* _REQUEST_
Exactly reproduce the lines from the line that has "locate the tall dry grass in the photo above" down to the last line of the entries, inclusive.

* _INFORMATION GIVEN_
start

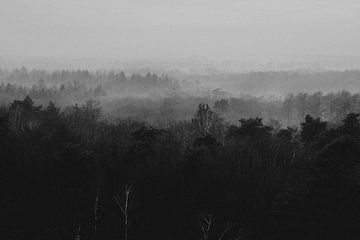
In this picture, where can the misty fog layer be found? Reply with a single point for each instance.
(258, 30)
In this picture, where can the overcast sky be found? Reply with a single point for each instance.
(164, 29)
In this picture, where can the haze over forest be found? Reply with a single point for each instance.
(180, 119)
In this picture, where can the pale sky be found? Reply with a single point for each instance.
(163, 29)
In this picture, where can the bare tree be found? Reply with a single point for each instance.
(205, 222)
(123, 204)
(204, 118)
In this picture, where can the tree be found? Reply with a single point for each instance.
(204, 119)
(311, 128)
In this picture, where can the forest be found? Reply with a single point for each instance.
(112, 155)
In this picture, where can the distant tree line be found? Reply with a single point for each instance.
(69, 174)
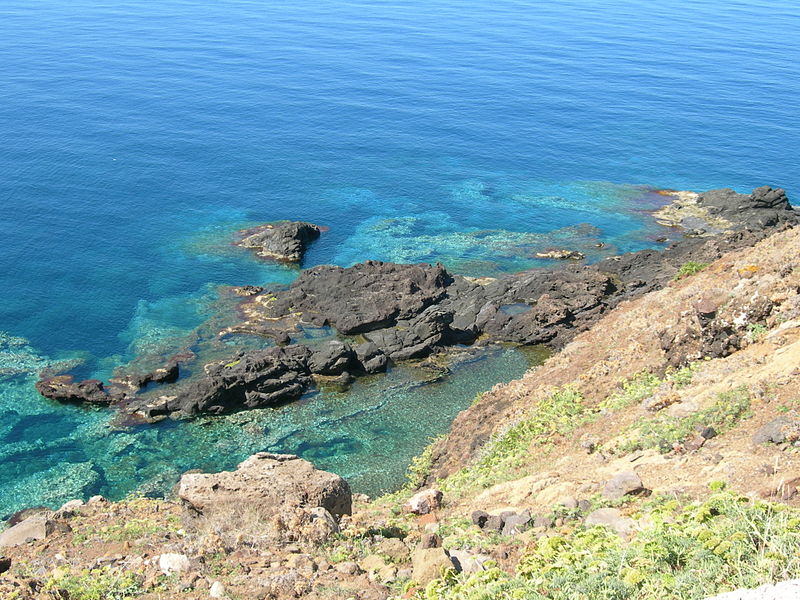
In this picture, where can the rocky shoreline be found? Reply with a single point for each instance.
(667, 432)
(385, 312)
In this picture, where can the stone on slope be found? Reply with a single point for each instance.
(613, 519)
(278, 494)
(33, 528)
(780, 430)
(622, 484)
(429, 563)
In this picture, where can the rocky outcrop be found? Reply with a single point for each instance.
(64, 389)
(257, 379)
(764, 207)
(282, 496)
(411, 311)
(285, 241)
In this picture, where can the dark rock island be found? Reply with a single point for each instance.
(284, 241)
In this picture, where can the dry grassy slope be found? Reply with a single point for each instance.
(628, 341)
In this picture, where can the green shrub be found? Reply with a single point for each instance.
(679, 553)
(689, 268)
(94, 584)
(634, 390)
(663, 431)
(558, 414)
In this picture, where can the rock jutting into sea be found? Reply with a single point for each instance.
(284, 241)
(394, 312)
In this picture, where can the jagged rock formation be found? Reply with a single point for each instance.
(285, 241)
(411, 311)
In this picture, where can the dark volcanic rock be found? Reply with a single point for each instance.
(332, 358)
(370, 358)
(284, 241)
(412, 311)
(64, 389)
(365, 297)
(252, 380)
(764, 207)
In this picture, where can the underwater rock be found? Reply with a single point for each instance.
(251, 380)
(64, 389)
(562, 254)
(284, 241)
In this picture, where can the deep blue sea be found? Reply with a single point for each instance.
(138, 135)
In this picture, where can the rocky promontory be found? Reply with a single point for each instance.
(653, 457)
(387, 312)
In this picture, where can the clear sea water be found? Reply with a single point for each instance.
(136, 136)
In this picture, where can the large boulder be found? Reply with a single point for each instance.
(37, 527)
(282, 496)
(764, 207)
(284, 241)
(65, 389)
(364, 297)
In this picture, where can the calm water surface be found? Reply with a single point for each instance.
(137, 135)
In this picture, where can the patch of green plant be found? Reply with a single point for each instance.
(688, 269)
(642, 385)
(755, 331)
(663, 431)
(679, 552)
(558, 414)
(94, 584)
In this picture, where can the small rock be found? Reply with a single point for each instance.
(302, 563)
(68, 509)
(425, 502)
(627, 482)
(613, 519)
(516, 523)
(347, 568)
(372, 563)
(217, 590)
(465, 562)
(543, 522)
(430, 540)
(561, 255)
(171, 562)
(780, 430)
(32, 528)
(708, 432)
(494, 523)
(569, 502)
(393, 548)
(479, 518)
(428, 564)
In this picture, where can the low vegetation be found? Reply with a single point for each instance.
(94, 584)
(688, 269)
(726, 542)
(664, 431)
(557, 415)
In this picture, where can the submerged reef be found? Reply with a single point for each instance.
(386, 312)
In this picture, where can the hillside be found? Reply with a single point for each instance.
(654, 457)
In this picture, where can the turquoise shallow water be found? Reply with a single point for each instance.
(137, 135)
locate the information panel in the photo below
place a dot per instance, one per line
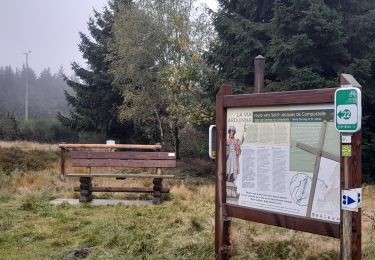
(284, 159)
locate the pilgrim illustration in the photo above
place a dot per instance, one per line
(233, 152)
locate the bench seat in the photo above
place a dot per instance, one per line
(120, 175)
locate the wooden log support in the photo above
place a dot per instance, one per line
(85, 189)
(62, 163)
(222, 224)
(351, 177)
(104, 155)
(157, 191)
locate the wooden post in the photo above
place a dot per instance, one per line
(351, 176)
(222, 224)
(62, 163)
(259, 64)
(85, 189)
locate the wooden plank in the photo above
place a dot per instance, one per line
(124, 163)
(315, 96)
(351, 177)
(62, 163)
(123, 155)
(124, 189)
(309, 225)
(112, 146)
(120, 175)
(222, 225)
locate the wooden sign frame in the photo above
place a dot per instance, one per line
(225, 211)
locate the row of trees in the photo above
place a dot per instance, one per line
(155, 66)
(46, 93)
(146, 79)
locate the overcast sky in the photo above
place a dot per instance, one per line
(49, 28)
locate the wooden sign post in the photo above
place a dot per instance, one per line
(279, 162)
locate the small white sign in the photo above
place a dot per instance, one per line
(349, 200)
(346, 139)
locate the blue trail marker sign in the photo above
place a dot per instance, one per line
(348, 109)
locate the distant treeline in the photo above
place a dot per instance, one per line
(46, 93)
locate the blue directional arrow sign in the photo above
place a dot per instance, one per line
(349, 200)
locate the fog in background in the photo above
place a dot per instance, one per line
(49, 28)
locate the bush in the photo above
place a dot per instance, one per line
(15, 159)
(46, 131)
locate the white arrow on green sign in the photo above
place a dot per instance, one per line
(348, 109)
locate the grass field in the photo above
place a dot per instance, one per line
(31, 228)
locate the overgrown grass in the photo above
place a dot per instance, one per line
(31, 228)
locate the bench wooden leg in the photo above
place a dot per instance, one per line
(85, 189)
(157, 190)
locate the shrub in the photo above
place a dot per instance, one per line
(15, 159)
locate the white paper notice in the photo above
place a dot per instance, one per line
(265, 179)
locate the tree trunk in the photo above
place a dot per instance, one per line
(160, 128)
(177, 141)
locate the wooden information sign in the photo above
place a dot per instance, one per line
(279, 162)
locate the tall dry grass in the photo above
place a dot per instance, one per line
(27, 146)
(181, 230)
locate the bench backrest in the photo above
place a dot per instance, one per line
(128, 159)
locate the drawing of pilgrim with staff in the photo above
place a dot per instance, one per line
(233, 152)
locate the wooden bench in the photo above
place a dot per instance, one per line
(107, 155)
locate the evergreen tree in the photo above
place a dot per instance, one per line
(94, 102)
(307, 44)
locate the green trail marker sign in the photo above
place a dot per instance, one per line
(348, 109)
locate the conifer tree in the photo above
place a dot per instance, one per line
(94, 102)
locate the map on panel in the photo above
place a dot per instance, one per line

end

* _THE RESULT_
locate the tall dry grass in the photo above
place a dot per instance, one per line
(27, 146)
(181, 230)
locate the bench backrest in the photo above
place a dot per instance, one per line
(128, 159)
locate the drawing of pilgrim with staff in the photo above
place a dot per instance, one per line
(233, 152)
locate the wooden bench in the photo above
place a dot per instance, one per line
(107, 155)
locate the evergreen tree in the photo above
place a dot per instance, one per line
(94, 102)
(307, 44)
locate the green trail marker sign in the photo above
place a dot per instance, one per line
(348, 109)
locate the conifer tree in the photo above
place a dot per instance, one per line
(94, 102)
locate the map on panel in the photo above
place a dot per instance, one per line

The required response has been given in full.